• **GEKOZEN FRAGMENT**

::::::

Dit betekent dat de herpandhouder rechtstreeks verhaal neemt op het aan hem herverpande goed indien de door het herpandrecht gesecureerde vordering niet wordt voldaan. Daarvoor is niet relevant of, kort gezegd, de oorspronkelijke schuldenaar/pandgever tekortschiet in zijn verplichtingen jegens zijn schuldeiser/pandhouder tevens herpandgever (vlg. art. 3:239 lid 3 jo 3:246 respectievelijk art. 3:248).
Verder is het herpandrecht voor zijn voortbestaan niet afhankelijk van de door het oorspronkelijke pandrecht gesecureerde vordering: als deze vordering teniet gaat blijft het herpandrecht bestaan zo lang de door het herpandrecht gesecureerde vordering van de herpandhouder niet is voldaan.

::::::

• **VASTGELEGDE GEGEVENS**
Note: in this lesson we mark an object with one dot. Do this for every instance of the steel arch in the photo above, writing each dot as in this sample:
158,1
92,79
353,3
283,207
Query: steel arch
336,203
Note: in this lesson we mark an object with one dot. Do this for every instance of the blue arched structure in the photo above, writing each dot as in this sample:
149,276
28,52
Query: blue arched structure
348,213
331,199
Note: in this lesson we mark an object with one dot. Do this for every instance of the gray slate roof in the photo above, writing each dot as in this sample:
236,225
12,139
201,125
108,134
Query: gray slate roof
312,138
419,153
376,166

::::::

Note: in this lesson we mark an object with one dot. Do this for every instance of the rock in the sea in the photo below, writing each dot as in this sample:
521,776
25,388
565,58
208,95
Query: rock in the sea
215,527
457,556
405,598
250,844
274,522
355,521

::::::

• **OPGAVEN**
• a. Neem uit het fragment over het herpandrecht letterlijk het stuk over dat begint bij "Verder is het" en eindigt bij "niet is voldaan.".
• b. Wat gebeurt er volgens het fragment over het herpandrecht met het herpandrecht als de door het oorspronkelijke pandrecht gesecureerde vordering teniet gaat?

• **ANTWOORDEN**
• a.
Verder is het herpandrecht voor zijn voortbestaan niet afhankelijk van de door het oorspronkelijke pandrecht gesecureerde vordering: als deze vordering teniet gaat blijft het herpandrecht bestaan zo lang de door het herpandrecht gesecureerde vordering van de herpandhouder niet is voldaan.

• b. Het herpandrecht blijft bestaan zo lang de door het herpandrecht gesecureerde vordering van de herpandhouder niet is voldaan.